Required task
Copy each of the following records word for word, keeping every line in its original order.

Input for this task

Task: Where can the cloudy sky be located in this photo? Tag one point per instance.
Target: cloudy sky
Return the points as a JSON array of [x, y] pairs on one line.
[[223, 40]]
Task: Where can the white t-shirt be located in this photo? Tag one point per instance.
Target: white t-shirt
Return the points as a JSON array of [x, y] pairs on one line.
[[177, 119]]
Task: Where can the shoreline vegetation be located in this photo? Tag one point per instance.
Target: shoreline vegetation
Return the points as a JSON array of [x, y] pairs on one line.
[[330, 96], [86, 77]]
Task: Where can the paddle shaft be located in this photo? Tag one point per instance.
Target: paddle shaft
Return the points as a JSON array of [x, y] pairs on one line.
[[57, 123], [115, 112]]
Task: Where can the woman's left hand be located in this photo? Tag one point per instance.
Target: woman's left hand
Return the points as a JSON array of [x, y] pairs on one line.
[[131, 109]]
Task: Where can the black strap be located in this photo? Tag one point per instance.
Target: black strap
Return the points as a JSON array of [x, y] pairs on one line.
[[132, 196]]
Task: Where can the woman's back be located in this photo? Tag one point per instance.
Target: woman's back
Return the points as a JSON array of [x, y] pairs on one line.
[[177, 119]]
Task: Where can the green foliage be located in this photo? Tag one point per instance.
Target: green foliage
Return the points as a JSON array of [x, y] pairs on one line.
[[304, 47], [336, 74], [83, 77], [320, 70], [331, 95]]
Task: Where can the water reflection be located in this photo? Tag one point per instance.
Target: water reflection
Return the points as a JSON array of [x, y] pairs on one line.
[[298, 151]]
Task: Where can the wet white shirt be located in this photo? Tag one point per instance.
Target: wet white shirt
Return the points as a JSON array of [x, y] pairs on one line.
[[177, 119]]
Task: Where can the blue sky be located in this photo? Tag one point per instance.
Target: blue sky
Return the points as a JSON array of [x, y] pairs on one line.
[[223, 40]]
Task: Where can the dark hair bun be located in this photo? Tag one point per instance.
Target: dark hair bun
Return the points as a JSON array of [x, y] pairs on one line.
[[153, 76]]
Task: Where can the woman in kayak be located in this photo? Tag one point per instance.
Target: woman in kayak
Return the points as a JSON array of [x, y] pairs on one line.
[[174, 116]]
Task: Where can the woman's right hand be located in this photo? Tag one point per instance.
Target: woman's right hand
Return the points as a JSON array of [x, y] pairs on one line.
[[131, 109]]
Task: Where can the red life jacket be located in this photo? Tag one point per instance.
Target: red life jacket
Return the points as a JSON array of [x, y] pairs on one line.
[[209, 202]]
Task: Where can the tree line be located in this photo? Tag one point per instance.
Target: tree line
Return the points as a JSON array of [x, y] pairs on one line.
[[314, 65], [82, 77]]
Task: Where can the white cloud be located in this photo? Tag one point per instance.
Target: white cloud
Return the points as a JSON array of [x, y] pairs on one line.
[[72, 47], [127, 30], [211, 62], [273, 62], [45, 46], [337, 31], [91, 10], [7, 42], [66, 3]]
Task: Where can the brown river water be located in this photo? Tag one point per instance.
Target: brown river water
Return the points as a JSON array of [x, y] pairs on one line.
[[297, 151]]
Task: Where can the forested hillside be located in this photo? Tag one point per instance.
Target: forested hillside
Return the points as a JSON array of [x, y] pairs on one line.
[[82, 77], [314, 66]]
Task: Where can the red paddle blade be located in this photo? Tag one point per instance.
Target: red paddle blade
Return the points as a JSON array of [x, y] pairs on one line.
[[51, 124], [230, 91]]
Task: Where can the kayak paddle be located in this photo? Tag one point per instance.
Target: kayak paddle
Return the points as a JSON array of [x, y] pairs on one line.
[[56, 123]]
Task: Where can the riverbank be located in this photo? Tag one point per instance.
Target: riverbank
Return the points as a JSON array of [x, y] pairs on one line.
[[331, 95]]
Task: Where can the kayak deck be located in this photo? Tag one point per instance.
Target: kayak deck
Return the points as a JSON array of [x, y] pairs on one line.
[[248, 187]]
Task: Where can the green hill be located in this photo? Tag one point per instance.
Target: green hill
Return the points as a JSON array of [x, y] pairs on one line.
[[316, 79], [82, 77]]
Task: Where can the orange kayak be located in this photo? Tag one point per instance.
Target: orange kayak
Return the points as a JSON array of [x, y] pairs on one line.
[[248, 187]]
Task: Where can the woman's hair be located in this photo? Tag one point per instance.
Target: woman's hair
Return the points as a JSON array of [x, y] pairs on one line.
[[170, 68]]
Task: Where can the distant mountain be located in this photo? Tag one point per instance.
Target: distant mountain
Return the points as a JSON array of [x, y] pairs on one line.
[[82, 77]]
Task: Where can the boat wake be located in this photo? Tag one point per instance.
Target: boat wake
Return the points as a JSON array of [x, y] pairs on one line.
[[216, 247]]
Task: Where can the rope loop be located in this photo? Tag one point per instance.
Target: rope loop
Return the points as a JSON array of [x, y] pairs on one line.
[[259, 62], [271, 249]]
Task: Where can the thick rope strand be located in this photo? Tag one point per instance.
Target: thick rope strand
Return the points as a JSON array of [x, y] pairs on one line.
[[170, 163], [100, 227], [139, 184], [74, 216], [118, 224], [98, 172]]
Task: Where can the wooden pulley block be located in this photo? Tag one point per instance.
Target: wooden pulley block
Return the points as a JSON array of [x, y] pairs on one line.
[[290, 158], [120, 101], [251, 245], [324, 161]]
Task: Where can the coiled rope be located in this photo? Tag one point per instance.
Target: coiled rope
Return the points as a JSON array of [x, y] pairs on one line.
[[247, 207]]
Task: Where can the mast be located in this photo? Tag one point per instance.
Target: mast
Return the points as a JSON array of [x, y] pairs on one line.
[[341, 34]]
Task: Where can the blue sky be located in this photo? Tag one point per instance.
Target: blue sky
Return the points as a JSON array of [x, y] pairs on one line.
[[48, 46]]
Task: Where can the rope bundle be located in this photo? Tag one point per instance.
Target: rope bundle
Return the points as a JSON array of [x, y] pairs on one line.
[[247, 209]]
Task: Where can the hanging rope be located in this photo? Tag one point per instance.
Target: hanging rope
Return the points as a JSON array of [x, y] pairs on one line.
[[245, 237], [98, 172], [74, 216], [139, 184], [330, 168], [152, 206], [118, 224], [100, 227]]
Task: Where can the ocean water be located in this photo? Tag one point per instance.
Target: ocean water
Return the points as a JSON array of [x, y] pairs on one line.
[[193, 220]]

Output of the exercise
Task: Where can the cloudy sky be located in this photo? Tag one point per instance.
Target: cloudy sky
Return the points as a JSON array of [x, y] pairs on one line.
[[223, 40]]
Task: Where can the white t-shirt be located in this photo? Tag one point per instance.
Target: white t-shirt
Return the points as a JSON array of [x, y] pairs on one line.
[[177, 119]]
Task: Where can the shoreline vegetation be located in this photo? Tag one point per instance.
Target: shoreline vegetation
Return the points as a JSON array of [x, y] pairs on one line.
[[330, 96], [86, 77]]
Task: Where can the paddle shaft be located in this photo? Tag one point per instance.
Target: paddle shaft
Return the points as a JSON array of [x, y] pairs on one line.
[[57, 123], [115, 112]]
Task: Where can the woman's left hand be located in this photo? Tag one point per instance.
Target: woman's left hand
Return the points as a JSON array of [x, y] pairs on one line.
[[131, 109]]
Task: Where can the black strap be located in this photo? Tag one point per instance.
Target: black strap
Return the points as a JSON array of [x, y] pairs on one line.
[[132, 196]]
Task: Where can the woman's back be located in this photo? Tag one point per instance.
Target: woman's back
Return the points as a JSON array of [x, y] pairs on one line.
[[177, 119]]
Task: Where can the green foliage be located in this photo? Tag one point per instance.
Target: green foliage
Return the points as a JSON array of [x, y] pairs on one line.
[[304, 47], [336, 74], [83, 77], [320, 70], [331, 95]]
Task: Where can the water reflection be located in this photo? Tag one point per instance.
Target: water reflection
Return the points as a JSON array of [x, y] pairs on one line.
[[298, 151]]
Task: Where can the wet white shirt be located in this photo? Tag one point per instance.
Target: wet white shirt
Return the points as a JSON array of [x, y] pairs on one line.
[[177, 119]]
Task: Where can the blue sky be located in this photo? Tag one point per instance.
Target: blue sky
Return the points as a JSON array of [x, y] pairs on one line.
[[223, 40]]
Task: Where can the dark hair bun be located in this photo? Tag one point per instance.
Target: dark hair bun
Return the points as a JSON array of [x, y] pairs on one line.
[[153, 76]]
Task: Where can the woman in kayak be located in this photo? Tag one point per instance.
Target: woman in kayak
Return the points as a JSON array of [x, y] pairs on one line.
[[174, 116]]
Task: Where can the woman's right hand be located in this photo? Tag one point per instance.
Target: woman's right hand
Return the points as a JSON array of [x, y] pairs on one line.
[[131, 109]]
Task: Where can the red life jacket be located in this photo? Tag one point per instance.
Target: red life jacket
Return the points as a JSON array of [x, y] pairs on one line.
[[209, 202]]
Task: Where can the tree line be located in this photo? Tag one point per instance.
Target: tree line
Return the points as a JSON array of [x, y] pairs on one line.
[[314, 65], [82, 77]]
Task: Where can the white cloud be located in this photo? Tag one point per instance.
Target: white cloud
Return the points as a JSON array of [x, y] pairs on one line.
[[72, 47], [127, 30], [211, 62], [273, 62], [45, 46], [337, 31], [91, 10], [7, 42], [66, 3]]
Task: Where can the brown river water be located in this photo? Tag one point per instance.
Target: brown river water
Return the points as a JSON array of [x, y] pairs on one line.
[[297, 151]]
Task: Where can the forested hillside be located in this photo? Tag one point per instance.
Target: forested hillside
Return the points as a JSON array of [x, y] pairs on one line.
[[82, 77], [314, 66]]
Task: Where can the red paddle blade be located in this photo? Tag one point per instance.
Target: red paddle blade
Return the points as a JSON array of [x, y] pairs on one line.
[[51, 124], [230, 91]]
Task: Where can the kayak paddle be located in this photo? Tag one point per instance.
Target: kayak paddle
Return the points as a JSON array of [x, y] pairs on one line.
[[56, 123]]
Task: Where can the riverbank be located in this photo? Tag one point per instance.
Target: riverbank
Return the points as a JSON array of [x, y] pairs on one line.
[[331, 95]]
Task: Where can the kayak deck be located in this photo? Tag one point per instance.
Target: kayak deck
Return the points as a JSON array of [x, y] pairs on one line.
[[248, 187]]
Task: Where can the green hill be located in this photo? Tag one point per instance.
Target: green hill
Return the points as a JSON array of [x, y] pairs on one line.
[[316, 79], [82, 77]]
Task: Where can the orange kayak be located in this photo? Tag one point per instance.
Target: orange kayak
Return the points as a JSON array of [x, y] pairs on one line.
[[248, 187]]
Task: Where can the woman's hair be located in this photo? Tag one point per instance.
Target: woman's hair
Return the points as a JSON array of [x, y] pairs on one line.
[[170, 68]]
Task: Where can the distant mountain be located in this photo? Tag one point per instance.
Target: distant mountain
Return the points as a JSON array of [x, y] pairs on one line.
[[82, 77]]
Task: Where can the boat wake be located in this photo? Tag one point per instance.
Target: boat wake
Return the points as a JSON array of [x, y] pairs on one line.
[[216, 247]]
Task: Where can the rope loop be located in this photo? Tag one point per instance.
Target: rope loop
Return the points as a JSON array of [x, y] pairs on one line.
[[259, 62], [271, 249]]
Task: Where can the thick rope strand be located in this photo? Tag one point per instance.
Target: thick rope strand
Return the points as a JSON array of [x, y] pairs on one line.
[[170, 163], [100, 227], [139, 184], [74, 216], [118, 224], [98, 172]]
Task: Where can the wooden pulley block be located in this photo? Tag one point per instance.
Target: wooden pulley block
Return the points as a JSON array of [x, y] pairs on one line.
[[290, 158], [120, 101], [251, 245], [324, 161]]
Task: Where can the coiled rope be located in this photo? Tag one point per instance.
Target: coiled rope
Return the points as a JSON array of [x, y] pairs on one line.
[[247, 207]]
Task: Where can the mast be located in this photo? Tag one point per instance.
Target: mast
Return the points as a JSON array of [x, y] pairs on one line.
[[341, 34]]
Task: Where can the blue sky be located in this photo? Tag one point per instance.
Target: blue sky
Return the points as a JSON array of [x, y] pairs on one line.
[[48, 46]]
Task: Where can the rope bundle be located in this photo? Tag one point per instance.
Target: rope bundle
Return the points as a JSON array of [x, y] pairs on one line.
[[247, 209]]
Task: Where can the hanging rope be located in this photo? Tag one point per instance.
Target: hanging rope
Return the points as a JSON array of [x, y] pairs on one line.
[[245, 237], [98, 172], [74, 216], [139, 184], [330, 168], [152, 206], [118, 224], [100, 227]]
Task: Where can the ocean water be located in this photo? Tag one point per instance.
Target: ocean water
Return the points as a JSON array of [x, y] pairs on one line.
[[193, 220]]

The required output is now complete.